▶ Task to carry out
Rewrite the rows below, swapping every "pink plant stem" for "red flower bud" and changing nothing else. Leave the pictures out.

[start Raw records]

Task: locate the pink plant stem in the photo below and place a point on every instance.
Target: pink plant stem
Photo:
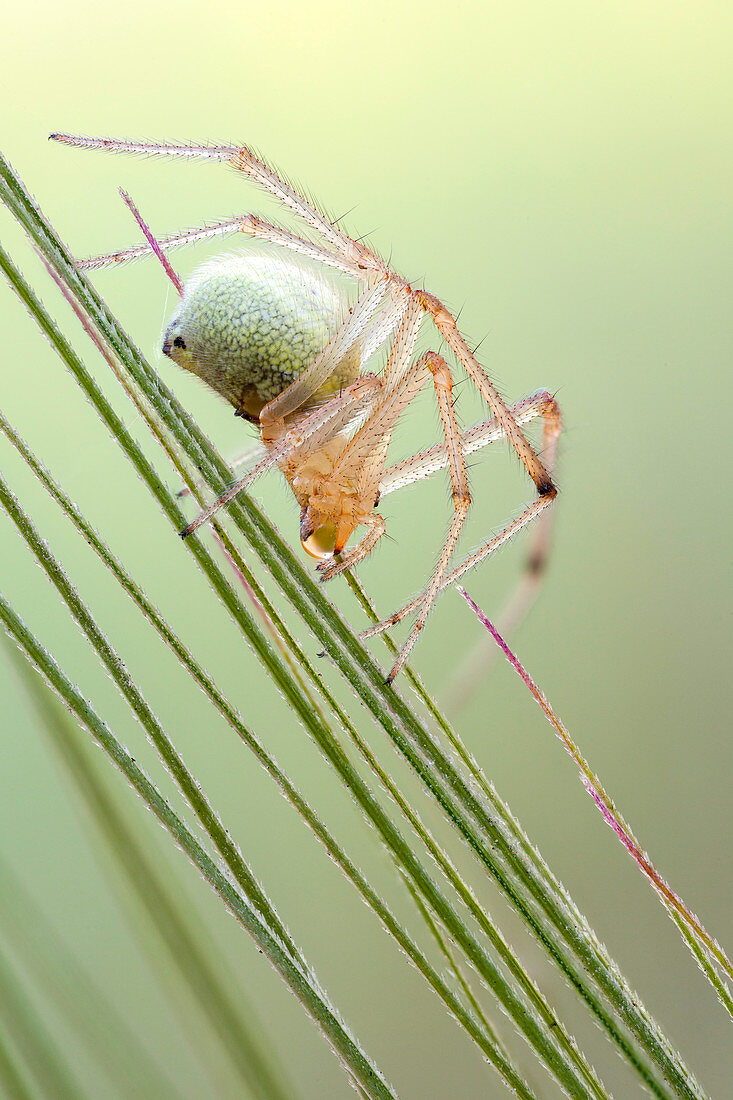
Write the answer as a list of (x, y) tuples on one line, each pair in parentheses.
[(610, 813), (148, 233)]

[end Raw records]

▶ Task answer
Task: locate the red flower bud in the photo below and place a point on every instance.
Target: red flower bud
Photo:
Write the answer as a list of (x, y) tuples on one line, each pair in parentheses.
[(610, 813), (148, 233)]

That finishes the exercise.